LIVEReading: Run Any AI Model Locally — No GPU, No Cloud NeededTotal time: 8 minSteps: 5Worked first time: 78% LIVEReading: Run Any AI Model Locally — No GPU, No Cloud NeededTotal time: 8 minSteps: 5Worked first time: 78%
CBW
Easygithub.com/mudler/LocalAI2026-05-19

Run Any AI Model Locally — No GPU, No Cloud Needed

LocalAI lets you run LLMs, image, audio, and vision models on your own machine using Docker. No GPU required, no data leaves your computer.

// Build stats

  • Total time8 min
  • Number of steps5
  • DifficultyEasy
  • Worked first time78%
// Before you start

What you need

  • Docker Desktop installed and running (docker.com/get-started)
  • At least 8 GB of free RAM (16 GB recommended for larger models)
  • At least 10 GB of free disk space
  • A stable internet connection for the first model download
  • Basic comfort opening a terminal or command prompt
01
Step 1 of 5

Pull and start LocalAI with Docker

5 min

This single command downloads the LocalAI container image and starts it on your machine. Port 8080 is opened so you can reach the web interface from your browser. The '--name local-ai' part gives the container a friendly name so you can restart it later without re-downloading everything. This is the CPU-only version — it works on any computer.

Terminal · mac
$ docker run -ti --name local-ai -p 8080:8080 localai/localai:latest
What you should see
You should see log lines scrolling by ending with something like: 'LocalAI API is listening on 0.0.0.0:8080'
This might happen

Docker says the port 8080 is already in use

Change the left side of the port mapping: use -p 9090:8080 instead, then open localhost:9090 in your browser

02
Step 2 of 5

Open the LocalAI web interface

1 min

Once the container is running, LocalAI serves a built-in web UI. Open your browser and go to the address below. You should see the LocalAI dashboard where you can browse models, start chats, and manage settings. Keep the terminal window open — closing it stops the server.

Terminal · mac
$ open http://localhost:8080
What you should see
A LocalAI dashboard page loads in your browser showing a model gallery and navigation menu.
This might happen

'open' command not found on Windows

Just type http://localhost:8080 directly into your browser address bar

03
Step 3 of 5

Download and run a small chat model

10-20 min

Open a second terminal window and run this command. It tells LocalAI to download a small, fast version of Meta's Llama 3.2 model (about 800 MB). The 'q4_k_m' part means it is a compressed version that runs well on CPU. The download happens once and is cached inside the container for future use.

Terminal · mac
$ docker exec local-ai local-ai run llama-3.2-1b-instruct:q4_k_m
What you should see
You will see download progress bars, then a message that the model is loaded and ready.
This might happen

Download stalls or fails partway through

Run the same command again — LocalAI resumes partial downloads. Make sure you have at least 2 GB of free disk space.

● **What you will do**
**a)** Decide whether each statement below agrees with the LocalAI guide. Answer yes or no for each, and quote the words from the guide that decide it.
(i) The Docker command in Step 1 starts a version of LocalAI that runs on the CPU only.
(ii) Closing the terminal window leaves the LocalAI server running.
(iii) The Llama 3.2 model downloaded in Step 3 is about 800 MB.
**b)** Answer these questions from the LocalAI guide.
(i) How much free RAM does the guide recommend for larger models?
(ii) What port mapping should you use if Docker says port 8080 is already in use?
(iii) What should you do if the model download stalls or fails partway through?
**c)** Extend the LocalAI guide past its last line by writing what comes next.

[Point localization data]
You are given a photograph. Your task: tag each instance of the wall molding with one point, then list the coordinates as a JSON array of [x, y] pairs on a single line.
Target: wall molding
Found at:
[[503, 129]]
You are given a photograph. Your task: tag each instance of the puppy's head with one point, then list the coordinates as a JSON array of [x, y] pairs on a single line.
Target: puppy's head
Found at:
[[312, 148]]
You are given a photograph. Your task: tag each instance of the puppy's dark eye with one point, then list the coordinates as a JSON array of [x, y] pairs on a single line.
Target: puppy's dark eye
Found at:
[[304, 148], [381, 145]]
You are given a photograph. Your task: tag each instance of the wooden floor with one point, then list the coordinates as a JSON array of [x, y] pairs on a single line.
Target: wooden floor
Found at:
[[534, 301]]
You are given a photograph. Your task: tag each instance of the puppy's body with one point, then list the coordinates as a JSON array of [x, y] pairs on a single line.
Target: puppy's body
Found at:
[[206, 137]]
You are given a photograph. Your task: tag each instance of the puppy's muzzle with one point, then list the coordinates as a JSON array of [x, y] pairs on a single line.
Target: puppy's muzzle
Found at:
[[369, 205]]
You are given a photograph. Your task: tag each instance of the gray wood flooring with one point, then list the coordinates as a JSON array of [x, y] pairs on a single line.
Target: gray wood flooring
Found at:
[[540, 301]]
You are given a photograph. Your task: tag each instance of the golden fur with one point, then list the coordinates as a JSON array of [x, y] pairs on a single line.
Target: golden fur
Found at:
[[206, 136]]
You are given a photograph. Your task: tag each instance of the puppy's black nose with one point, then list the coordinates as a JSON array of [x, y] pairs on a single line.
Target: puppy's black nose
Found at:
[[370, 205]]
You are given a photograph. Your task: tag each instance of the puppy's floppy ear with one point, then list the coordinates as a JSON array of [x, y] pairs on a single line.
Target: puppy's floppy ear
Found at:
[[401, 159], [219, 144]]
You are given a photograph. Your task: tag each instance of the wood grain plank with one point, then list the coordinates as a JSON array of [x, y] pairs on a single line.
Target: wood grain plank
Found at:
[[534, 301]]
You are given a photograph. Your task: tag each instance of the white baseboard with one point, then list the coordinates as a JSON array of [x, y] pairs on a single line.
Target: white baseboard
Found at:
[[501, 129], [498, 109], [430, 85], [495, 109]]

● **Task-by-task results**
**a)**
(i) Yes: "This is the CPU-only version — it works on any computer."
(ii) No: "Keep the terminal window open — closing it stops the server."
(iii) Yes: "(about 800 MB)"

**b)**
(i) 16 GB.
(ii) Use -p 9090:8080, then open localhost:9090 in your browser.
(iii) Run the same command again, because LocalAI resumes partial downloads. Also make sure you have at least 2 GB of free disk space.

**c)**
04
Step 4 of 5

Send your first chat message via the web UI

2 min

Go back to your browser at localhost:8080. Click on 'Chat' in the navigation. Select the model you just downloaded from the dropdown (it will appear as llama-3.2-1b-instruct). Type a message in the input box and press Enter. The model runs entirely on your machine — nothing is sent to any external server.

Terminal · mac
$ http://localhost:8080
What you should see
The model replies to your message directly in the browser chat window within a few seconds.
This might happen

The model does not appear in the dropdown

Wait 30 seconds and refresh the page. If it still does not appear, check the first terminal window for error messages from the container.

05
Step 5 of 5

Stop and restart LocalAI later

1 min

When you are done, you can stop the container. Your downloaded models are saved inside the named container, so next time you just restart it — no re-downloading needed. Use these two commands: the first stops it, the second starts it again later.

Terminal · mac
$ docker stop local-ai
$
$ # To start again later:
$ docker start -i local-ai
What you should see
After 'docker stop', the terminal shows 'local-ai'. After 'docker start', the server log appears again and the web UI is accessible.
// Status

cooked. baked. worked.

A fully local AI server running on your machine at localhost:8080, with a working chat interface powered by a small Llama model — no internet connection needed after setup, no data sent anywhere.

// the honest bit

The honest part

The 1B model included in this guide is small and fast but noticeably less capable than GPT-4 or Claude. Larger models (7B+) require 16 GB+ RAM and are much slower on CPU — expect 1-5 tokens per second. If you delete the container with 'docker rm', all downloaded models are lost and must be re-downloaded. GPU acceleration requires extra Docker flags and driver setup not covered here. The macOS DMG app is unsigned and requires a manual security bypass.